Work to complete
Write a continuation of the Portland Port forum thread, starting after its final post.
+++ Text shown
# Portland Port News



## STRAWBERRY (Jan 11, 2006)

Portland Port have just completed a public consultation regarding the redevelopment of the dock area. 
As it is coming up to christmas, the Royal Fleet Auxiliary have taken up most of the berths, RFA Mounts Bay is alongside Q2/Q4. RFA Wave knight is alongside DWB. RFA Fort Rosalie is alongside OCP. also in port is the Ex British Warship sold to Chile Named "Alamaranti Cochrane". She is here for training.
Porland Harbour authority have placed an order with Safehaven Marine in County Cork (Ireland) for a new Pilot Boat to replace the ageing Nelson 40 "Rodwell" The class of choice is an Interseptor 42. She will be named "Culverwell" and hopefully be launched near the end of 2007.
for more information you can check-out the website www.portland-port.co.uk
Hope you all have a merry chrimbmas and a great year to come. Andy


----------



## bigblueballoon (Jan 3, 2007)

*RFA Fort Rosalie*

Hi, 

Do you know if Fort Rosalie still berthed at Portland?

Thanks.


----------



## Peter4447 (Jan 26, 2006)

Hi Andy
A very happy New Year to you. Took a run across to Portland (avoiding any barbed wire) on New Year's Day to have a look at how things are going. There seemed to be more grey alongside than when the RN was in residence! I believe the RFA had hopes of accquiring Portland when OST moved to Plymouth, seems they are still determined to use the base to the full.
++++++
+++ Information supplied
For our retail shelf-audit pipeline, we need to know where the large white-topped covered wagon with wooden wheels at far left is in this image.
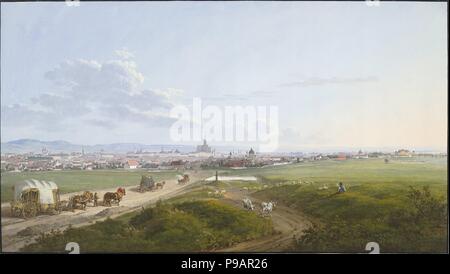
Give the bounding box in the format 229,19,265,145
11,179,60,218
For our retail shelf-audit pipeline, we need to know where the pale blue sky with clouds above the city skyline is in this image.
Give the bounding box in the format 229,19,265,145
1,2,448,150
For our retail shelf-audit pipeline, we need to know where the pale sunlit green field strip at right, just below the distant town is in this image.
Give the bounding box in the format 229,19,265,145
231,157,447,191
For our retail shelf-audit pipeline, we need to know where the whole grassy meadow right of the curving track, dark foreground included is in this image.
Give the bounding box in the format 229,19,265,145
242,158,448,252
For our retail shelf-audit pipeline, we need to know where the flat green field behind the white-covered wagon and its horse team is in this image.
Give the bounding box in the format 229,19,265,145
1,170,179,203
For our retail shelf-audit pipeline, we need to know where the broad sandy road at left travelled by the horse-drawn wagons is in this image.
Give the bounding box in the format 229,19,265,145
2,174,207,252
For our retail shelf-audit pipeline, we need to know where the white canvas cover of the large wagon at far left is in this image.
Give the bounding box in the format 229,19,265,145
14,179,58,205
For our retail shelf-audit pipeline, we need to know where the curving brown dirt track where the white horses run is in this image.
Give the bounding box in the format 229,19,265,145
217,190,311,252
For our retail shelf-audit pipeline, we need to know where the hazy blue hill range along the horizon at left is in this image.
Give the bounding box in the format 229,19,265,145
1,139,195,153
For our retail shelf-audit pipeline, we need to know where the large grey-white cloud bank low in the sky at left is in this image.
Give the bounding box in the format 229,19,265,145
2,50,183,134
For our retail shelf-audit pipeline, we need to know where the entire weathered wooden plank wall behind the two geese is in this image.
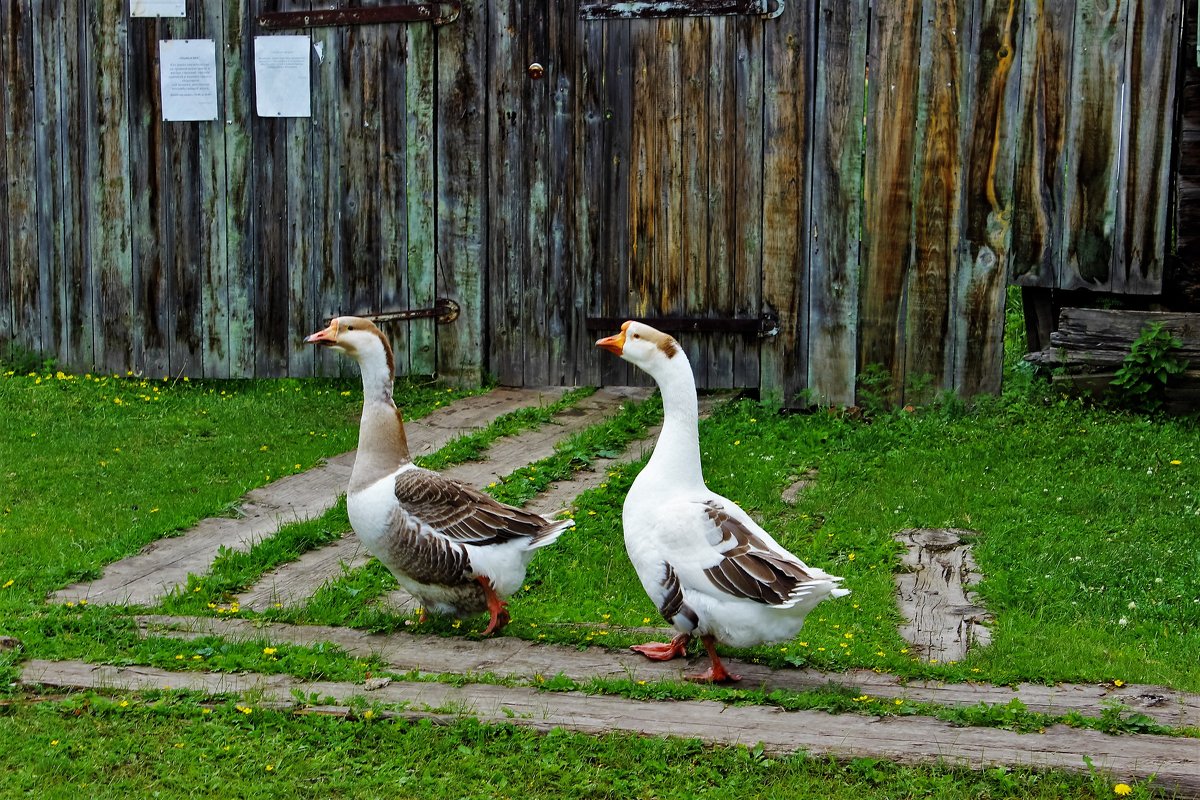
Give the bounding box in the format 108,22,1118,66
0,0,1181,403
++++++
Answer to this task
Peter4447(Thumb)


----------



## STRAWBERRY (Jan 11, 2006)

Peter4447 said:


> Hi Andy
> A very happy New Year to you. Took a run across to Portland (avoiding any barbed wire) on New Year's Day to have a look at how things are going. There seemed to be more grey alongside than when the RN was in residence! I believe the RFA had hopes of accquiring Portland when OST moved to Plymouth, seems they are still determined to use the base to the full.
> Peter4447(Thumb)


Hi Peter, Nice to hear from you again, hope you had a great christmas and new year. Yes Portland are lucky to have a 5 year contract with the RFA to provide berths. With The RN Taking all the dockyard space, It's a good job too. As An Ex RFA Leading Hand Deck...we spent many an hour on christmas eve, steaming up and down the south coast looking for a berth. whilst the navy were all alongside comfortably eating mince pies, either at home or on board duty with their families. I'm Sure that has not changed.
The hopes the RFA had at Accquiring Portland was, as I understand only a rumour mad up by myself and a couple of other portlanders at the time (and the portland commando's) if you know what I mean...(gentle lady folk of local hostalries who enjoy in a little howsyerfather with a crewman in order to get free meals for the duration of a ships visit) still happens now...they used to spend more time on the ship than I did, and I was always duty!!!.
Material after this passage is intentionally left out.